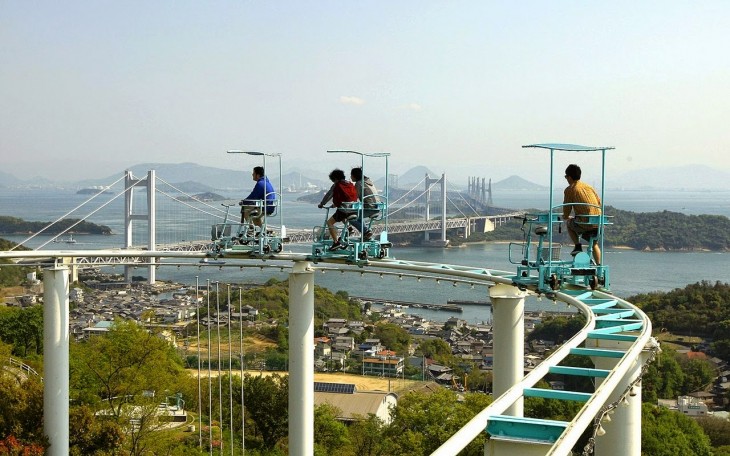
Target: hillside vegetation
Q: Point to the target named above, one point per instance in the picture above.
(14, 225)
(701, 309)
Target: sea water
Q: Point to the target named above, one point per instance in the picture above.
(632, 272)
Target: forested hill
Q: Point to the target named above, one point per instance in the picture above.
(701, 309)
(644, 231)
(13, 225)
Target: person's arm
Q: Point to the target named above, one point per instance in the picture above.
(327, 196)
(256, 194)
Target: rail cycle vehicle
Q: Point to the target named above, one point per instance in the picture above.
(538, 256)
(369, 209)
(254, 235)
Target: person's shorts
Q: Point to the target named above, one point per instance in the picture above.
(342, 215)
(585, 231)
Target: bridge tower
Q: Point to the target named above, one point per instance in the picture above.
(442, 182)
(130, 182)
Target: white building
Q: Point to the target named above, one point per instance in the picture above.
(691, 406)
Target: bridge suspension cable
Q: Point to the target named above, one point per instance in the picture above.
(62, 217)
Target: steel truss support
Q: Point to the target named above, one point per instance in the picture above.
(56, 356)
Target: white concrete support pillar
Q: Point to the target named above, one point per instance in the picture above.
(301, 359)
(128, 225)
(443, 208)
(55, 354)
(508, 324)
(623, 431)
(152, 224)
(428, 182)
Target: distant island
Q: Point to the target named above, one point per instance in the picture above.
(205, 196)
(13, 225)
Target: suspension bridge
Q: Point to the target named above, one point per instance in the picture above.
(616, 337)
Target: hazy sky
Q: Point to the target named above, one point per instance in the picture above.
(88, 88)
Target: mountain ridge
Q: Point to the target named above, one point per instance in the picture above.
(193, 177)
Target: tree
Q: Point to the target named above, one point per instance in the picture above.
(92, 434)
(21, 410)
(667, 433)
(367, 437)
(422, 422)
(267, 402)
(122, 364)
(330, 435)
(717, 429)
(23, 329)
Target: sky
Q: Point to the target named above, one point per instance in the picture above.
(89, 88)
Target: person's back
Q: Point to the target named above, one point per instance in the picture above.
(343, 192)
(262, 191)
(586, 196)
(582, 200)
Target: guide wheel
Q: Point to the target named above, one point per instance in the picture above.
(593, 282)
(554, 282)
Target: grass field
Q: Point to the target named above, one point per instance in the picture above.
(362, 383)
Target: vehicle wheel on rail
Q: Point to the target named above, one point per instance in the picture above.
(593, 282)
(554, 282)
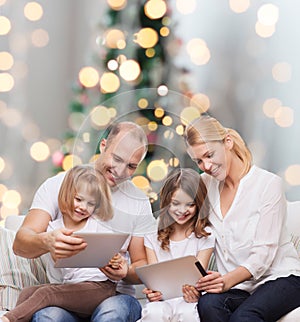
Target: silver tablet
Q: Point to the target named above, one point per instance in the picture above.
(101, 247)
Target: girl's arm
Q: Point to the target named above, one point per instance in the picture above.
(214, 282)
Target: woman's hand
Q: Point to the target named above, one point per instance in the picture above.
(116, 269)
(212, 283)
(152, 296)
(190, 293)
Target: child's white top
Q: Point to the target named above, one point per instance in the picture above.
(188, 246)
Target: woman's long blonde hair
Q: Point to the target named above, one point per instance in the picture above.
(97, 187)
(191, 183)
(207, 129)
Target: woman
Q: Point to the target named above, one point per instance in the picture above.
(259, 270)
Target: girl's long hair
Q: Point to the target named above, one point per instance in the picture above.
(97, 187)
(191, 183)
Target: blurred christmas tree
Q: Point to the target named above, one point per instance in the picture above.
(129, 80)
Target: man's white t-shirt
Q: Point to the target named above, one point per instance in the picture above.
(132, 211)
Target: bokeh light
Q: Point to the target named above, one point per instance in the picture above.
(284, 116)
(239, 6)
(157, 170)
(282, 72)
(88, 76)
(6, 82)
(39, 151)
(11, 199)
(130, 70)
(186, 7)
(5, 25)
(292, 174)
(155, 9)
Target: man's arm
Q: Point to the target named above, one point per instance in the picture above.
(32, 239)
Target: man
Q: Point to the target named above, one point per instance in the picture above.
(121, 153)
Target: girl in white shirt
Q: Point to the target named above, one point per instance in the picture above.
(85, 202)
(259, 270)
(182, 230)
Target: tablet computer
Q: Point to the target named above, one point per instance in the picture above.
(101, 247)
(168, 277)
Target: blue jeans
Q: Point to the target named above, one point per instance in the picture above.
(119, 308)
(268, 303)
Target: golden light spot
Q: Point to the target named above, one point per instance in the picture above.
(155, 9)
(70, 161)
(100, 116)
(6, 82)
(270, 106)
(159, 112)
(11, 199)
(150, 52)
(152, 126)
(88, 76)
(188, 114)
(284, 116)
(39, 151)
(33, 11)
(292, 175)
(114, 38)
(157, 170)
(282, 72)
(239, 6)
(268, 14)
(130, 70)
(12, 117)
(6, 60)
(143, 103)
(146, 37)
(40, 38)
(5, 25)
(109, 82)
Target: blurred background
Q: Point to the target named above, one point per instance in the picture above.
(70, 68)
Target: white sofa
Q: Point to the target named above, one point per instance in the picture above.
(17, 272)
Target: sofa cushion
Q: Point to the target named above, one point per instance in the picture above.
(16, 272)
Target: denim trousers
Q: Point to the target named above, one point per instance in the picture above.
(268, 303)
(118, 308)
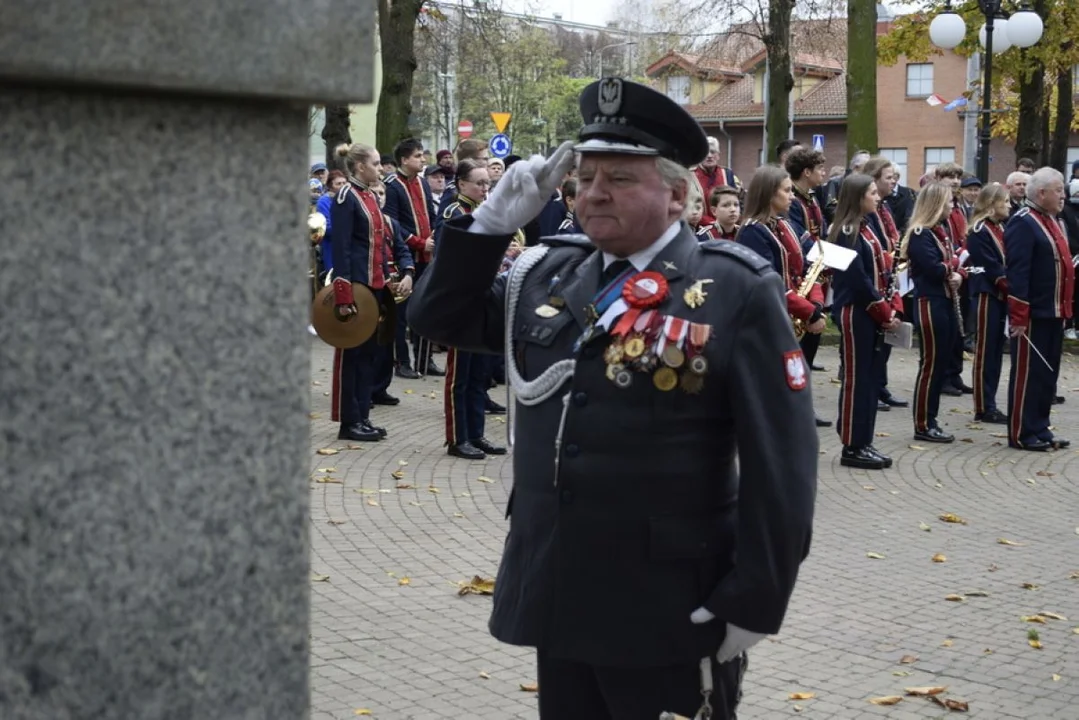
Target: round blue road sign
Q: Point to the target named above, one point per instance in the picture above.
(500, 145)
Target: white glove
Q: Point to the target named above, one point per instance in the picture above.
(521, 193)
(737, 640)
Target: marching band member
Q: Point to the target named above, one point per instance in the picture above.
(1040, 290)
(769, 235)
(884, 225)
(861, 312)
(467, 375)
(988, 288)
(934, 271)
(358, 257)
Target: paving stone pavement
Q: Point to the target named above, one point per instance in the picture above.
(418, 650)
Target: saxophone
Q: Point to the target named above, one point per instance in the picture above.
(810, 279)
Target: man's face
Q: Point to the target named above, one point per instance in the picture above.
(623, 204)
(711, 160)
(1018, 189)
(1051, 198)
(412, 164)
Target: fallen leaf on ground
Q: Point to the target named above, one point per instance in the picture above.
(887, 700)
(926, 691)
(476, 586)
(957, 705)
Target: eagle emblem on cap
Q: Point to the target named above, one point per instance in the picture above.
(610, 99)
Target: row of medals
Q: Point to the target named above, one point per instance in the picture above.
(669, 368)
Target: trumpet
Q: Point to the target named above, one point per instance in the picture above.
(810, 279)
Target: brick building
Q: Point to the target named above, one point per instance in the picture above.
(724, 87)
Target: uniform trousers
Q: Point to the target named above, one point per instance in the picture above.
(1032, 385)
(939, 328)
(571, 690)
(858, 384)
(465, 395)
(989, 314)
(354, 371)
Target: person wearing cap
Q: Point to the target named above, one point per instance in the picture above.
(642, 364)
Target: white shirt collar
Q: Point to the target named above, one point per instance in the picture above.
(641, 259)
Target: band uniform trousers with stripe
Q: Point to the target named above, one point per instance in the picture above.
(938, 326)
(859, 390)
(467, 376)
(1033, 385)
(989, 314)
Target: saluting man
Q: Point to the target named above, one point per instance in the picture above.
(642, 364)
(1040, 287)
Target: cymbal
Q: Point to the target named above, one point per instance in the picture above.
(352, 331)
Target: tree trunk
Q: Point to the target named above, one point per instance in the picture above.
(336, 131)
(861, 77)
(777, 41)
(1030, 134)
(397, 35)
(1062, 131)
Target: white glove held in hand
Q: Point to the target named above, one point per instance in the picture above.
(522, 192)
(737, 640)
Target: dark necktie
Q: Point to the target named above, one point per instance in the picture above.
(613, 271)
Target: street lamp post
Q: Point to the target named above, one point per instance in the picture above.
(1022, 29)
(599, 64)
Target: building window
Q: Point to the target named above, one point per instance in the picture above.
(937, 155)
(678, 89)
(919, 80)
(898, 158)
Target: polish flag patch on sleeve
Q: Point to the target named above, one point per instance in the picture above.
(794, 364)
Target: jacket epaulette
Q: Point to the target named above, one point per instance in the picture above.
(574, 240)
(738, 252)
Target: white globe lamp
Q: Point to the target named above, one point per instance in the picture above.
(947, 30)
(1025, 28)
(1001, 40)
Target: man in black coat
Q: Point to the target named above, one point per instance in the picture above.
(651, 372)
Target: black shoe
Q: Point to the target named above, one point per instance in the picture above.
(373, 429)
(934, 435)
(489, 447)
(886, 459)
(861, 458)
(993, 417)
(466, 450)
(358, 431)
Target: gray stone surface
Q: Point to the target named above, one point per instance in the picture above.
(255, 48)
(153, 370)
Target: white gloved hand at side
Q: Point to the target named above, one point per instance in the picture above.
(522, 192)
(736, 642)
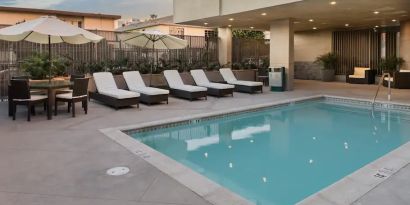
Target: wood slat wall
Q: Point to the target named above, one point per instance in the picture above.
(362, 48)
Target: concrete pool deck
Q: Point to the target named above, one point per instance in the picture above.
(63, 161)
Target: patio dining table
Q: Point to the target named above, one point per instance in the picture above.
(51, 88)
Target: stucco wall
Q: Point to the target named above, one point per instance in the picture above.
(309, 45)
(99, 24)
(187, 10)
(236, 6)
(405, 43)
(11, 18)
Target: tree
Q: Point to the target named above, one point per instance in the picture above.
(153, 16)
(248, 34)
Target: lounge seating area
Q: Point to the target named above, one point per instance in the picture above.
(240, 85)
(108, 93)
(179, 89)
(361, 76)
(399, 80)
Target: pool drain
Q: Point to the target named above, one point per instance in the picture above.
(118, 171)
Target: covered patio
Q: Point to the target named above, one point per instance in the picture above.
(64, 161)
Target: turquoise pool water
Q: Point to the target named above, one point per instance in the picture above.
(282, 155)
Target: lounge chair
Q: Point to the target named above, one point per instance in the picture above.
(179, 89)
(399, 80)
(215, 89)
(240, 85)
(361, 76)
(108, 92)
(149, 95)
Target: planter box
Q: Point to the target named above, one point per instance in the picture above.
(327, 75)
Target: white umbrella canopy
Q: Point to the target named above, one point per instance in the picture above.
(153, 39)
(48, 30)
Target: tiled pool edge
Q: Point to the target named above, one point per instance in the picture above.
(346, 191)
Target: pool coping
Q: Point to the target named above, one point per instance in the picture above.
(354, 185)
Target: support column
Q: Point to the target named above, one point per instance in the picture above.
(225, 45)
(405, 43)
(282, 48)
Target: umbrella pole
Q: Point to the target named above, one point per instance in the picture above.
(153, 62)
(49, 58)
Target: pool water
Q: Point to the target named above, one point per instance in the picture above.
(282, 155)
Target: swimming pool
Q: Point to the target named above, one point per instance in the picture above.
(284, 154)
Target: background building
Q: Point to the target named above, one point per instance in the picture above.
(90, 21)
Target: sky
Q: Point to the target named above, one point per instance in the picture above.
(126, 8)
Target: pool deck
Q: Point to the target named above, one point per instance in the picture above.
(63, 161)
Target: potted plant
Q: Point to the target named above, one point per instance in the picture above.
(38, 65)
(391, 64)
(328, 61)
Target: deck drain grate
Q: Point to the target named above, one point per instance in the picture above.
(118, 171)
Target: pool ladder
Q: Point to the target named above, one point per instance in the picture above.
(378, 88)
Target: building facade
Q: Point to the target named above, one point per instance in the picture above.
(90, 21)
(301, 30)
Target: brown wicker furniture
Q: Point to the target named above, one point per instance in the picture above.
(20, 95)
(240, 86)
(109, 94)
(361, 76)
(79, 94)
(149, 95)
(214, 89)
(179, 89)
(399, 80)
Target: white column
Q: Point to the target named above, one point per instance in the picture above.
(282, 48)
(405, 43)
(225, 45)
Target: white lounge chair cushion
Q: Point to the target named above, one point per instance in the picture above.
(190, 88)
(201, 80)
(173, 78)
(134, 79)
(150, 91)
(356, 76)
(227, 75)
(246, 83)
(120, 94)
(106, 85)
(33, 98)
(104, 81)
(135, 83)
(230, 78)
(175, 82)
(68, 96)
(387, 79)
(360, 72)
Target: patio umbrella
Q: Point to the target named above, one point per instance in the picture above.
(48, 30)
(154, 40)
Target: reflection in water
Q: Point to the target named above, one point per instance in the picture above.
(283, 155)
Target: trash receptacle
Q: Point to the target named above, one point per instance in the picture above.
(277, 80)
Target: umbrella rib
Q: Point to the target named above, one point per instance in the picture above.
(27, 35)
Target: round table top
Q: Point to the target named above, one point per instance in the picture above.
(54, 84)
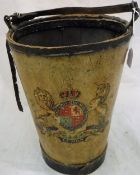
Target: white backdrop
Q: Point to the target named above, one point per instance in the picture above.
(19, 147)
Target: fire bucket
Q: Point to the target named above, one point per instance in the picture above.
(70, 64)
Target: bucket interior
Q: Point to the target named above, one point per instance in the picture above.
(68, 32)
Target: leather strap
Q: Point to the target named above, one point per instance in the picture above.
(15, 19)
(18, 18)
(13, 71)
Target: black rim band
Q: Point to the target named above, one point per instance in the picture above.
(75, 169)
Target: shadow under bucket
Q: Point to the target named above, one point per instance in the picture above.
(70, 65)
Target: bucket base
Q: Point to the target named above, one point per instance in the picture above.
(81, 169)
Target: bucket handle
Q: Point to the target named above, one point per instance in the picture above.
(17, 18)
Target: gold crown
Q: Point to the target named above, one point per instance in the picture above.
(73, 93)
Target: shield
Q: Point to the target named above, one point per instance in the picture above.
(72, 114)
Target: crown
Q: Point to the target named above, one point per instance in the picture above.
(73, 93)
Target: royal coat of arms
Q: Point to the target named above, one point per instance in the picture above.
(70, 115)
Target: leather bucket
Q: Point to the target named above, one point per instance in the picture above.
(70, 64)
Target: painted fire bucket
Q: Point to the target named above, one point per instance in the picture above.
(70, 64)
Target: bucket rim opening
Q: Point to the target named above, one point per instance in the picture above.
(124, 36)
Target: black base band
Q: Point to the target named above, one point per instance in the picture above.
(75, 169)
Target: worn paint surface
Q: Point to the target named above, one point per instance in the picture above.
(71, 100)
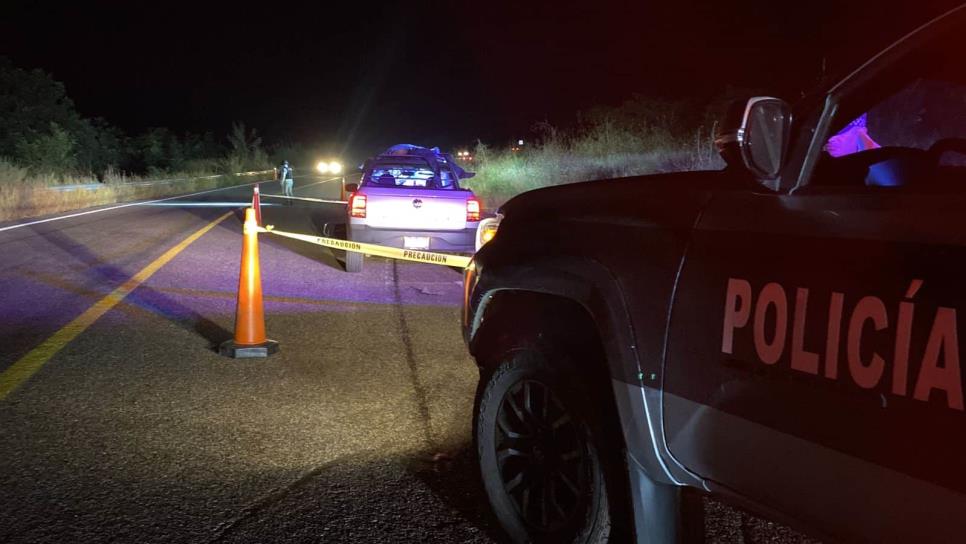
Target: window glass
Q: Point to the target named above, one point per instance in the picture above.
(905, 129)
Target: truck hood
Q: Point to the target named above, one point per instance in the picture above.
(668, 199)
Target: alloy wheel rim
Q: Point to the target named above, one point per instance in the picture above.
(541, 456)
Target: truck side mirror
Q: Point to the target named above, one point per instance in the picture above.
(759, 136)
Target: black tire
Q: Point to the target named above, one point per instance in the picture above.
(542, 455)
(354, 261)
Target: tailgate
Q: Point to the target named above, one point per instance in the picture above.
(415, 209)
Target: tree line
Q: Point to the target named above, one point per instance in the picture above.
(41, 130)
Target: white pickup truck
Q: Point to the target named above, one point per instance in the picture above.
(409, 197)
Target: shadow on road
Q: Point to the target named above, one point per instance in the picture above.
(368, 498)
(107, 276)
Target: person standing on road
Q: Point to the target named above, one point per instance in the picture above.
(285, 176)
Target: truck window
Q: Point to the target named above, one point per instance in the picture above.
(908, 130)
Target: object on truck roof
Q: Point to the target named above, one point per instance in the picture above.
(432, 155)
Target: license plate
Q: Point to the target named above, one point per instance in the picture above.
(416, 242)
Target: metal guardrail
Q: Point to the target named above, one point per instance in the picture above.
(148, 183)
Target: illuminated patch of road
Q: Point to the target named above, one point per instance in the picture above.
(30, 363)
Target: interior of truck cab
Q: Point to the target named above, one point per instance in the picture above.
(903, 130)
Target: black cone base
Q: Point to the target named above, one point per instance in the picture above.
(229, 348)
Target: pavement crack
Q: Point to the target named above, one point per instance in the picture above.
(404, 332)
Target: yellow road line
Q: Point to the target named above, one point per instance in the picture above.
(30, 363)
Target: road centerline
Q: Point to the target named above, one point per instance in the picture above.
(22, 370)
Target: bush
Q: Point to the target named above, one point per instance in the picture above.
(638, 138)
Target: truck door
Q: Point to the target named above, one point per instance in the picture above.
(814, 360)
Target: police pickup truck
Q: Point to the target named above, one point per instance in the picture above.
(410, 197)
(783, 334)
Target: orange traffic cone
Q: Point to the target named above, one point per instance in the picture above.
(257, 205)
(249, 338)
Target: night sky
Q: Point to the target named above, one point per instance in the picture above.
(360, 75)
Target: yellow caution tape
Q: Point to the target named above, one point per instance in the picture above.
(414, 255)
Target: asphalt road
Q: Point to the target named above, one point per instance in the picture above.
(133, 429)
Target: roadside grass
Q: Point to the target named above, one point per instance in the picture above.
(24, 195)
(636, 139)
(606, 151)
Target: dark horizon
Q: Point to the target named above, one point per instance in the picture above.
(351, 78)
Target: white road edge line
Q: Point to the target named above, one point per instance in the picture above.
(143, 203)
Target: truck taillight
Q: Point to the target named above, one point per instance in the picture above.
(357, 205)
(473, 209)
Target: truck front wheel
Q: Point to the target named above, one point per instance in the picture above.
(540, 444)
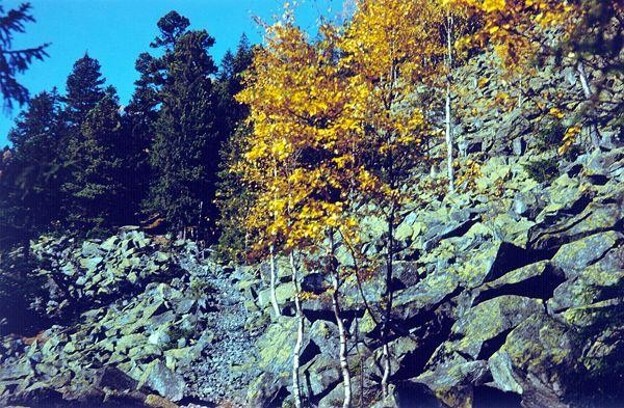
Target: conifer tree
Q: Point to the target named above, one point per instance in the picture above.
(184, 154)
(16, 61)
(96, 184)
(36, 142)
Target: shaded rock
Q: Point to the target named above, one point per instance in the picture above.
(536, 361)
(574, 257)
(490, 319)
(600, 281)
(319, 375)
(538, 280)
(164, 381)
(424, 296)
(325, 335)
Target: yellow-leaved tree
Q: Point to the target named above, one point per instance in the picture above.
(387, 51)
(300, 159)
(522, 31)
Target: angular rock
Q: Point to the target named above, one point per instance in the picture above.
(574, 257)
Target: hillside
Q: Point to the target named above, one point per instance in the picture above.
(387, 225)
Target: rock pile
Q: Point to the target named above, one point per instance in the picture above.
(153, 322)
(513, 299)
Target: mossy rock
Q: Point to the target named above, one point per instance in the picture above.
(492, 318)
(574, 257)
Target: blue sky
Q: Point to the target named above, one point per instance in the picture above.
(116, 31)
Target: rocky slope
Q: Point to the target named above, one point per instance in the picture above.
(149, 324)
(510, 301)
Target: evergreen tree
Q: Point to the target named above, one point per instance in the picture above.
(36, 192)
(96, 186)
(234, 196)
(93, 180)
(11, 234)
(139, 118)
(229, 83)
(84, 90)
(184, 152)
(15, 61)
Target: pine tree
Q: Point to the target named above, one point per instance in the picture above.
(229, 83)
(84, 91)
(96, 187)
(36, 142)
(138, 122)
(234, 196)
(184, 154)
(15, 61)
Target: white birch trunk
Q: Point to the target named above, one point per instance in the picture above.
(588, 93)
(298, 345)
(344, 364)
(274, 303)
(449, 129)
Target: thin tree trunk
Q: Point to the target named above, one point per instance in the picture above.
(299, 343)
(388, 306)
(342, 353)
(344, 364)
(449, 135)
(594, 134)
(276, 308)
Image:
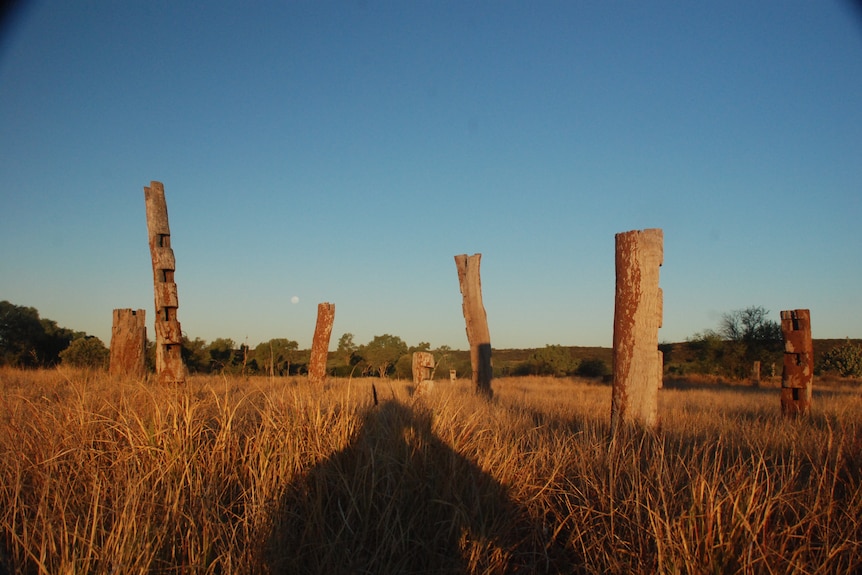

→ Task requirements: Search the entries for "deck" and show every line that has it.

→ Answer box:
Target: concrete pool deck
Target: pool deck
Target: deck drain grate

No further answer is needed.